#### [Cosa farai]
**A.** Ripeti parola per parola la parte della recensione del film su Vallanzasca compresa tra "Vallanzasca – Gli" e "suo unico figlio).", estremi inclusi.
**B.** Nella recensione del film su Vallanzasca, riscrivi in forma più breve il paragrafo che comincia con "Vallanzasca – Gli angeli del male potrebbe facilmente", mantenendone i fatti principali.
**C.** Per favore, riprendi la recensione del film di Michele Placido su Vallanzasca dopo l'ultima frase riportata.

Romanzo criminale è stato un gran bel film. Nulla da eccepire. Ma, per parafrasare il pensiero comune a molti colleghi cinefili, quando tocchi una vetta così elevata e poi ci provi e ci riprovi ma non riesci più nemmeno a sfiorarla, sarebbe meglio lasciar perdere. Forse Michele Placido si è convinto di poter far meglio e così ha percorso caparbiamente i binari della storia italiana, prima con il ’68 del dimenticabile Il grande sogno, e ora raccontando la vita e le “opere” di Renato Vallanzasca, che negli anni 70/80 mise a ferro e fuoco Milano.
Vallanzasca – Gli angeli del male potrebbe facilmente passare per un’ottima serie tv in due puntate, di quelle di alto livello che – per intenderci – produrrebbe Sky Cinema. Di qualità, certo, ma pur sempre con un impianto registico che ricorda molto quello televisivo. E con qualche incertezza di troppo. Passi la colonna sonora ammiccante (realizzata dai Negroamaro, gruppo molto in voga di questi tempi), ma le scene d’azione non convincono perfettamente, sembrano scene di un videoclip di qualche rapper americano maledetto, il doppiaggio pecca in più di un’occasione (specie per il personaggio di Paz Vega) e alcuni personaggi hanno una costruzione solo superficiale (come Consuelo, interpretata da Valeria Solarino, compagna di Vallanzasca da cui ha avuto il suo unico figlio).

#### [Dati grezzi]

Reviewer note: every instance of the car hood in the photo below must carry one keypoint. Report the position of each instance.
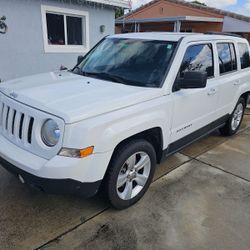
(73, 97)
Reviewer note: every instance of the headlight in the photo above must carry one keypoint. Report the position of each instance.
(50, 133)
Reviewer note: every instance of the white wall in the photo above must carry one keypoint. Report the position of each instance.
(22, 49)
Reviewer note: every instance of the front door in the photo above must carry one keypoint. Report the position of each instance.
(194, 108)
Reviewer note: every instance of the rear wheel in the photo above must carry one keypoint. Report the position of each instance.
(234, 121)
(130, 173)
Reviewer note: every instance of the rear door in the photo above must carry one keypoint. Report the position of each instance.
(228, 76)
(194, 108)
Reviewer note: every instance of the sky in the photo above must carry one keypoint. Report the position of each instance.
(238, 6)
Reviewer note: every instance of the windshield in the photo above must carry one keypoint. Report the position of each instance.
(129, 61)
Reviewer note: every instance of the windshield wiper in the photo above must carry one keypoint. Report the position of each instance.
(106, 76)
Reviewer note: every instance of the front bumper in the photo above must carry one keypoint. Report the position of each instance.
(53, 186)
(57, 175)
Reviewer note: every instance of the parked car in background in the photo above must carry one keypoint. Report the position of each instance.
(132, 101)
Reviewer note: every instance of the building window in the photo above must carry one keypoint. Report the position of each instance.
(227, 57)
(65, 30)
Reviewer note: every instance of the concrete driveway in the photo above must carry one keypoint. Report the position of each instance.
(202, 204)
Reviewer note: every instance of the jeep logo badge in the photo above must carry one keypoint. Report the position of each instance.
(14, 95)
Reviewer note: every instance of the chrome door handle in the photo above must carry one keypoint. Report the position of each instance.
(212, 92)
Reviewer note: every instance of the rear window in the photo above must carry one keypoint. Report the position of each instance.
(227, 57)
(244, 55)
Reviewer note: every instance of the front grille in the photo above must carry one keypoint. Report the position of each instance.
(15, 124)
(21, 125)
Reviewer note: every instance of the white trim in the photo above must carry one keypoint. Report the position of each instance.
(48, 48)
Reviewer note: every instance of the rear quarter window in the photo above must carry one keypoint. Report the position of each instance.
(244, 55)
(198, 58)
(227, 57)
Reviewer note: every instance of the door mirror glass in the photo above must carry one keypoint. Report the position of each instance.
(193, 80)
(79, 59)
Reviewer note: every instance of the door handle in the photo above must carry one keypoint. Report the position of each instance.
(212, 92)
(237, 82)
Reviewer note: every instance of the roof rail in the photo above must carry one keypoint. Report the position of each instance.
(222, 33)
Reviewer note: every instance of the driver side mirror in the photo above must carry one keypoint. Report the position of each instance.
(193, 80)
(79, 59)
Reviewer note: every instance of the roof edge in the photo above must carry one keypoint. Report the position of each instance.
(192, 5)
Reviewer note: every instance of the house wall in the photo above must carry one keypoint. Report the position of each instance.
(22, 49)
(169, 9)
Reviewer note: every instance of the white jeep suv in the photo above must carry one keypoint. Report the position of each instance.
(133, 100)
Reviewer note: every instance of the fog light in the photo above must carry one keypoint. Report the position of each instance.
(21, 179)
(76, 153)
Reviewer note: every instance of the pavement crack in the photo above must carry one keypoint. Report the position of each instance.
(211, 165)
(70, 230)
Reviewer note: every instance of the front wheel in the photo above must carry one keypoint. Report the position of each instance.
(130, 173)
(235, 119)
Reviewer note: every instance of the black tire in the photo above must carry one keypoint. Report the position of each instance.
(116, 165)
(228, 129)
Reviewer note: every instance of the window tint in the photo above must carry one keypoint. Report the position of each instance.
(198, 58)
(227, 57)
(244, 55)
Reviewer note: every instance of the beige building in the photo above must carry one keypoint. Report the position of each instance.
(177, 15)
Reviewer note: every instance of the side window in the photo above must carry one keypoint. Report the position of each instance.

#### [Risposte numerate]
**A.**
Vallanzasca – Gli angeli del male potrebbe facilmente passare per un’ottima serie tv in due puntate, di quelle di alto livello che – per intenderci – produrrebbe Sky Cinema. Di qualità, certo, ma pur sempre con un impianto registico che ricorda molto quello televisivo. E con qualche incertezza di troppo. Passi la colonna sonora ammiccante (realizzata dai Negroamaro, gruppo molto in voga di questi tempi), ma le scene d’azione non convincono perfettamente, sembrano scene di un videoclip di qualche rapper americano maledetto, il doppiaggio pecca in più di un’occasione (specie per il personaggio di Paz Vega) e alcuni personaggi hanno una costruzione solo superficiale (come Consuelo, interpretata da Valeria Solarino, compagna di Vallanzasca da cui ha avuto il suo unico figlio).

**B.** Vallanzasca – Gli angeli del male potrebbe passare per un'ottima serie tv in due puntate, di alto livello, come quelle che produrrebbe Sky Cinema. È di qualità, ma ha una regia di stampo televisivo e qualche incertezza di troppo. La colonna sonora ammiccante dei Negroamaro è accettabile. Le scene d'azione invece non convincono e sembrano quelle di un videoclip di un rapper americano maledetto. Il doppiaggio pecca più volte, soprattutto per il personaggio di Paz Vega. Alcuni personaggi sono costruiti solo in superficie, come Consuelo: la interpreta Valeria Solarino ed è la compagna di Vallanzasca da cui lui ha avuto il suo unico figlio.

**C.**
Il film racconta la genesi e il percorso verso la violenza del bel Renè, interpretato da un Kim Rossi Stuart in stato di grazia, bravissimo e perfettamente calato nei panni del criminale milanese. Anche gli attori nei ruoli di supporto non se la cavano male, Scianna e Timi su tutti, ma è la struttura complessiva che non convince e finisce per penalizzare le ottime prove attoriali. Nonostante Placido abbia più spesso ribadito la sua intenzione di non voler esprimere con questa pellicola alcun giudizio sul personaggio ma di voler solo raccontare una pagina oscura della recente storia italiana, di fatto finisce per fare il contrario.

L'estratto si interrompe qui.